任务要求:
A) 根据这篇讲Parrot加速的文章，回答下面的问题：
(i) 文章要找的是哪个程序用Parrot加速的原因？
(ii) “前言”标题里写了哪两个函数？
(iii) 程序开头的版权声明写的是哪一年、哪个机构？
B) 请把记录里的几行原样打出来：从含有“the otter front”的那一行开始，到含有“(1335, 337)”的那一行结束，首尾两行都要打。

原文:
*-*-*

我们的目的是找到speedup-example在使用Parrot加速的原因,如果只说它源于Context Switch的减少,有点简单了,它到底为什么减少了?除了Context Switch外是否还有其他的performance counter也对提速有帮助?这些都是值得去思考的问题。先来看一下我们用来探索Parrot奥秘的程序speedup-example.cpp。
前言:RRScheduler::getTurn&RRScheduler::wait_t::wait
speedup-example.cpp
- /* Copyright (c) 2013, Regents of the Columbia University
- * All rights reserved.
- *
- * Redistribution and use in source and binary forms, with or without modification, are permitted provided that the following conditions are met:
- *
- * 1. Redistributions of source code must retain the above copyright notice, this list of conditions and the following disclaimer.
- *
- * 2. Redistributions in binary form must reproduce the above copyright notice, this list of conditions and the following disclaimer in the documentation and/or other
- * materials provided with the distribution.
- *
- * THIS SOFTWARE IS PROVIDED BY THE COPYRIGHT HOLDERS AND CONTRIBUTORS "AS IS" AND ANY EXPRESS OR IMPLIED WARRANTIES, INCLUDING, BUT NOT LIMITED TO,
- * THE IMPLIED WARRANTIES OF MERCHANTABILITY AND FITNESS FOR A PARTICULAR PURPOSE ARE DISCLAIMED. IN NO EVENT SHALL THE COPYRIGHT HOLDER OR
- * CONTRIBUTORS BE LIABLE FOR ANY DIRECT, INDIRECT, INCIDENTAL, SPECIAL, EXEMPLARY, OR CONSEQUENTIAL DAMAGES (INCLUDING, BUT NOT LIMITED TO,
- * PROCUREMENT OF SUBSTITUTE GOODS OR SERVICES; LOSS OF USE, DATA, OR PROFITS; OR BUSINESS INTERRUPTION) HOWEVER CAUSED AND ON ANY THEORY OF
- * LIABILITY, WHETHER IN CONTRACT, STRICT LIABILITY, OR TORT (INCLUDING NEGLIGENCE OR OTHERWISE) ARISING IN ANY WAY OUT OF THE USE OF THIS SOFTWARE, EVEN
- * IF ADVISED OF THE POSSIBILITY OF SUCH DAMAGE.

*-*-*

本题材料:

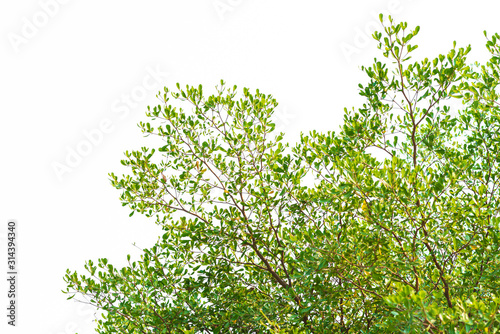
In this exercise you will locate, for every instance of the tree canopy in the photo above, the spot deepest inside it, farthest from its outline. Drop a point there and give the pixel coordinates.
(388, 225)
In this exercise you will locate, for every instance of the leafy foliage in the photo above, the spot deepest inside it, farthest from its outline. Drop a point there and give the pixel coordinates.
(390, 225)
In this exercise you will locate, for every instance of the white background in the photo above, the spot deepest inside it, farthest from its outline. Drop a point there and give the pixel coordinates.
(67, 66)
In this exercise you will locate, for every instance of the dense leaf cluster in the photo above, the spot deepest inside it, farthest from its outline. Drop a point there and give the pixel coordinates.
(390, 225)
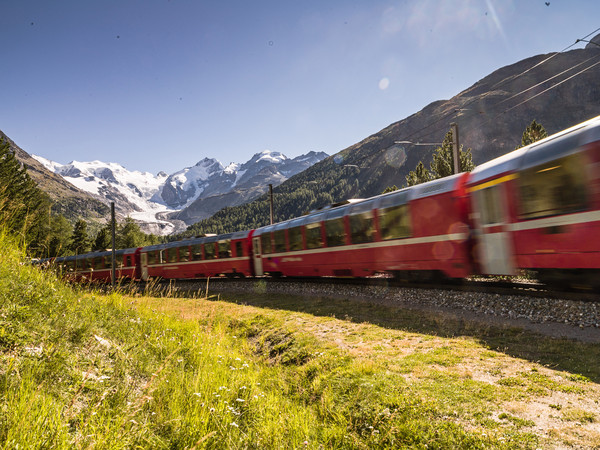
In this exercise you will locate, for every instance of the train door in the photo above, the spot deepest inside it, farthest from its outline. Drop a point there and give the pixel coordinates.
(144, 264)
(494, 242)
(256, 255)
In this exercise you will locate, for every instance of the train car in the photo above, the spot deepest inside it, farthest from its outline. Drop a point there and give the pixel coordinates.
(97, 266)
(210, 256)
(417, 232)
(538, 208)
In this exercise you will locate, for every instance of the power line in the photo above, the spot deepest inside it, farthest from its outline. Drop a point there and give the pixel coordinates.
(453, 113)
(551, 87)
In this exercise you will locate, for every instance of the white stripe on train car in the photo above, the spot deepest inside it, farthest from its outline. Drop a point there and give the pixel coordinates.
(569, 219)
(390, 243)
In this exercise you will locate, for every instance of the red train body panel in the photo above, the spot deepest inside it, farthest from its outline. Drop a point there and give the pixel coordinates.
(535, 208)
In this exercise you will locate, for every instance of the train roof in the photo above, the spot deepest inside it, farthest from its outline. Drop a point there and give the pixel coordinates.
(199, 240)
(123, 251)
(553, 147)
(401, 196)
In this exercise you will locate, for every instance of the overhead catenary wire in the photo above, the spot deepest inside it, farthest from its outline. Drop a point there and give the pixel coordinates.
(453, 113)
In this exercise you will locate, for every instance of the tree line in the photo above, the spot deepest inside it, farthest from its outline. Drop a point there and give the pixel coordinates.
(26, 211)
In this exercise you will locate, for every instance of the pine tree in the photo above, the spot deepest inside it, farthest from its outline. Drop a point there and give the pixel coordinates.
(80, 241)
(442, 164)
(533, 133)
(58, 237)
(24, 208)
(130, 235)
(103, 240)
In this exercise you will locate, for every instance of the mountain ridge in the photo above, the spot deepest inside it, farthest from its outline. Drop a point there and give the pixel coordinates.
(557, 90)
(163, 204)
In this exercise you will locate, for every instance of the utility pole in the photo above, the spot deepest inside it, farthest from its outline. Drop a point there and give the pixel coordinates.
(454, 128)
(271, 201)
(112, 226)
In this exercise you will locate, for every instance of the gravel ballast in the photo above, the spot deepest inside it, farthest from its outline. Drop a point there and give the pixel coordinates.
(573, 319)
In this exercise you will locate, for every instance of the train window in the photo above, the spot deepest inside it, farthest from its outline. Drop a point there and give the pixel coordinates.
(197, 252)
(239, 249)
(490, 205)
(209, 251)
(184, 253)
(171, 255)
(265, 243)
(334, 232)
(394, 222)
(362, 227)
(557, 187)
(314, 239)
(295, 238)
(97, 263)
(225, 249)
(279, 238)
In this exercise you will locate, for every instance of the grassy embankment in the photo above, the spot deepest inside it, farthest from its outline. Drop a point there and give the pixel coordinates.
(82, 370)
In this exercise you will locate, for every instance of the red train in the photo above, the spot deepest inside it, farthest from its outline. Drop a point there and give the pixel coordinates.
(536, 208)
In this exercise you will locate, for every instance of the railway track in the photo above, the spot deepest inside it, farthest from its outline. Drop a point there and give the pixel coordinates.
(528, 288)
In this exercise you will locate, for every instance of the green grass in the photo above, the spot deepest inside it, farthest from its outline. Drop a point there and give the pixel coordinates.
(83, 370)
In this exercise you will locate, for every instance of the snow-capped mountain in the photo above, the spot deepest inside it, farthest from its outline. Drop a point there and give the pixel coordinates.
(165, 204)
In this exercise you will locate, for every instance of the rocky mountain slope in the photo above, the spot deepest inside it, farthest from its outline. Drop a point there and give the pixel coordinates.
(163, 204)
(557, 90)
(67, 199)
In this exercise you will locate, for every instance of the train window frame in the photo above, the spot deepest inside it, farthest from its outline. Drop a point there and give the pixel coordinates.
(239, 249)
(184, 253)
(171, 255)
(279, 241)
(197, 252)
(313, 232)
(395, 222)
(210, 251)
(295, 240)
(554, 188)
(361, 219)
(266, 242)
(335, 228)
(491, 208)
(224, 249)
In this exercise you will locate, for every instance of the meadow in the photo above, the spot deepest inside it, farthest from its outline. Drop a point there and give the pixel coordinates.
(81, 368)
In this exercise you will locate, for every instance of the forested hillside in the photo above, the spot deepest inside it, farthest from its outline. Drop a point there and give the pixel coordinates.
(557, 90)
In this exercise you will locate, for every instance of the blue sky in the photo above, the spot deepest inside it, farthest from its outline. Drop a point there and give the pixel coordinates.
(160, 84)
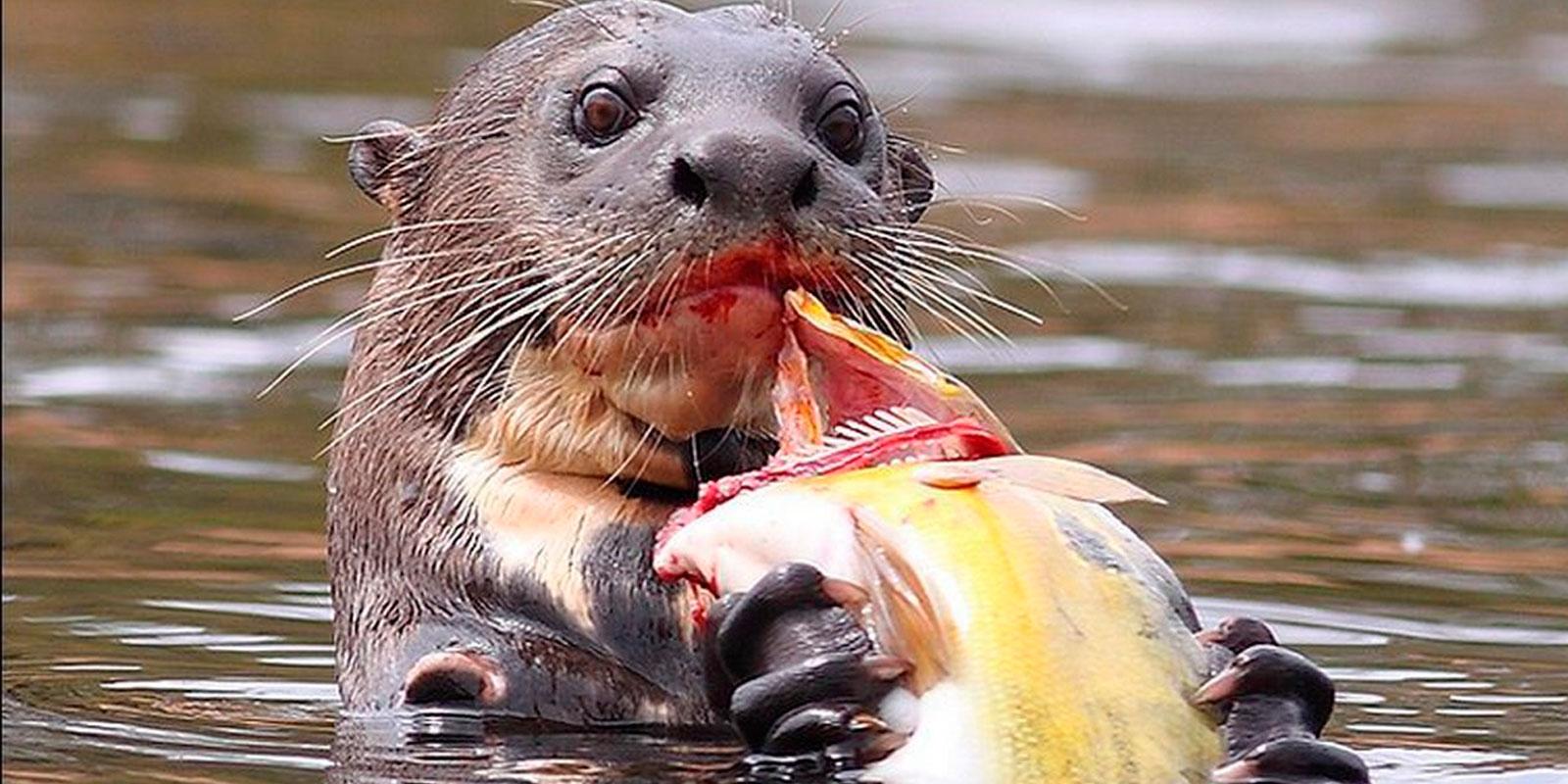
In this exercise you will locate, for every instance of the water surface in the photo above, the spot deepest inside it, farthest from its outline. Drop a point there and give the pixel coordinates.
(1333, 247)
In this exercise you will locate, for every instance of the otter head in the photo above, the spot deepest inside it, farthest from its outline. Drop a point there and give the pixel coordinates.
(593, 237)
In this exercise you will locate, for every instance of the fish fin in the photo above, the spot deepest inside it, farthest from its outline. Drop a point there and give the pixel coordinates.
(1065, 477)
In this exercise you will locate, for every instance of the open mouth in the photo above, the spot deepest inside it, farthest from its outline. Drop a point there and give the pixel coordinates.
(846, 399)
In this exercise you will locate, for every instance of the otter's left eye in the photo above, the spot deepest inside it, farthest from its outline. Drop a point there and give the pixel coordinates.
(603, 115)
(843, 127)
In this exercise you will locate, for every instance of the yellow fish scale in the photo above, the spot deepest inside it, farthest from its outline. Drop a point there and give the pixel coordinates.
(1078, 671)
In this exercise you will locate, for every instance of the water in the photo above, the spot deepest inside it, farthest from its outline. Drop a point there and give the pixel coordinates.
(1338, 235)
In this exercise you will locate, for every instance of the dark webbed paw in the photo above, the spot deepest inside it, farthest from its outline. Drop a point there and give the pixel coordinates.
(1275, 705)
(792, 670)
(1296, 760)
(1238, 634)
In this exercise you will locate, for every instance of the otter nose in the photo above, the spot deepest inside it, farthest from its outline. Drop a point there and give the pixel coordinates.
(745, 174)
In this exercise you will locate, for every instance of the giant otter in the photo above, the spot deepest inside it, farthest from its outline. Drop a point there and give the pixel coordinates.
(571, 325)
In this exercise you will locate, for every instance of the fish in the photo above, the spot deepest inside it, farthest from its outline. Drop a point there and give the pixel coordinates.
(1045, 640)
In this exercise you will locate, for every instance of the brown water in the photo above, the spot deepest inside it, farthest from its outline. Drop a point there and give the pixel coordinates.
(1340, 231)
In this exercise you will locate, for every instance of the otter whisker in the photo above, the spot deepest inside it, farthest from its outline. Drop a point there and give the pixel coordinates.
(427, 127)
(438, 363)
(958, 245)
(916, 267)
(478, 334)
(921, 290)
(985, 253)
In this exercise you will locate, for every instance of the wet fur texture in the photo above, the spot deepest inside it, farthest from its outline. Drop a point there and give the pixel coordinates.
(470, 506)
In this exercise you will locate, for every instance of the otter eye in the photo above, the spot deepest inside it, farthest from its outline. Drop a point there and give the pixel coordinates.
(843, 127)
(603, 115)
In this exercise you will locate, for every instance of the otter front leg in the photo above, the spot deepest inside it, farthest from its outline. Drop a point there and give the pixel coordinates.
(794, 671)
(1275, 706)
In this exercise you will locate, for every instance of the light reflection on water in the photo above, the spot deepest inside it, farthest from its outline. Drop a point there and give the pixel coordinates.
(1335, 337)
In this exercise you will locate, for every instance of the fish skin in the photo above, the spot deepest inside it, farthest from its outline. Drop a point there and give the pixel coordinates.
(1034, 613)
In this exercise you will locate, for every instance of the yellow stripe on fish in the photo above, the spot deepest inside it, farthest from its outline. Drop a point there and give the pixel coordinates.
(1053, 621)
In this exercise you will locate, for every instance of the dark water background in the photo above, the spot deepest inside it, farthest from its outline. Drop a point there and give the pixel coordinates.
(1340, 229)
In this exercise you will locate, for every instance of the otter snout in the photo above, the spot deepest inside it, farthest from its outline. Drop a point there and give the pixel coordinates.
(737, 174)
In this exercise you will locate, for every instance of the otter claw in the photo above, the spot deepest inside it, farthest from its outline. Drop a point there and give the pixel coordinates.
(792, 670)
(846, 731)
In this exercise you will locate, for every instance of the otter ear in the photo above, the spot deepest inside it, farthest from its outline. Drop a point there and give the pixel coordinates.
(388, 162)
(914, 176)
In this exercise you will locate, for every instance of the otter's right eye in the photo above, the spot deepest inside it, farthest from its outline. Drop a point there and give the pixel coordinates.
(603, 115)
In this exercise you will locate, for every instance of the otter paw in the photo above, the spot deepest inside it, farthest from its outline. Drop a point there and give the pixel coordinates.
(1296, 760)
(1275, 706)
(1238, 634)
(794, 673)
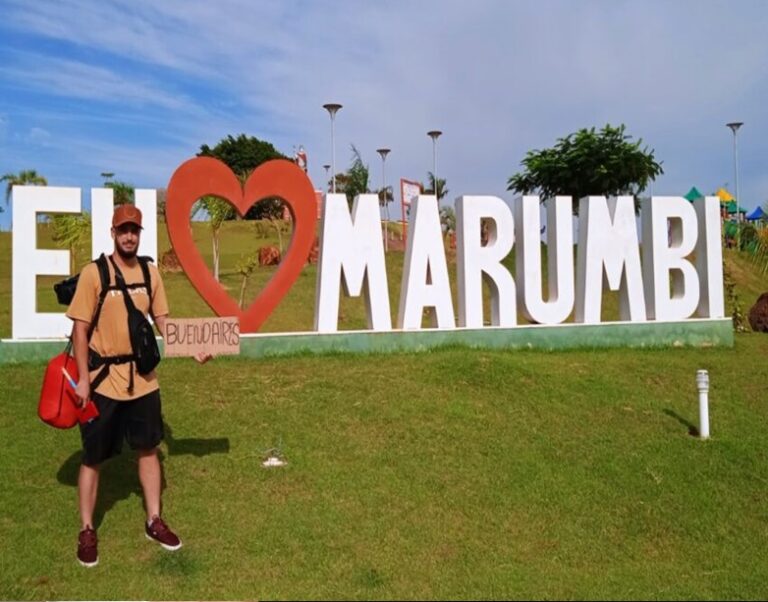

*-*-*

参考答案:
A)
(i) speedup-example（程序文件是speedup-example.cpp）。
(ii) RRScheduler::getTurn 和 RRScheduler::wait_t::wait。
(iii) 2013年，Regents of the Columbia University。

B)
In this exercise you will locate, for every instance of the otter front leg in the photo above, the spot deepest inside it, farthest from its outline. Drop a point there and give the pixel coordinates.
(794, 671)
(1275, 706)
In this exercise you will locate, for every instance of the light reflection on water in the photo above, the spot deepest inside it, farthest from its outline. Drop a point there and give the pixel coordinates.
(1335, 337)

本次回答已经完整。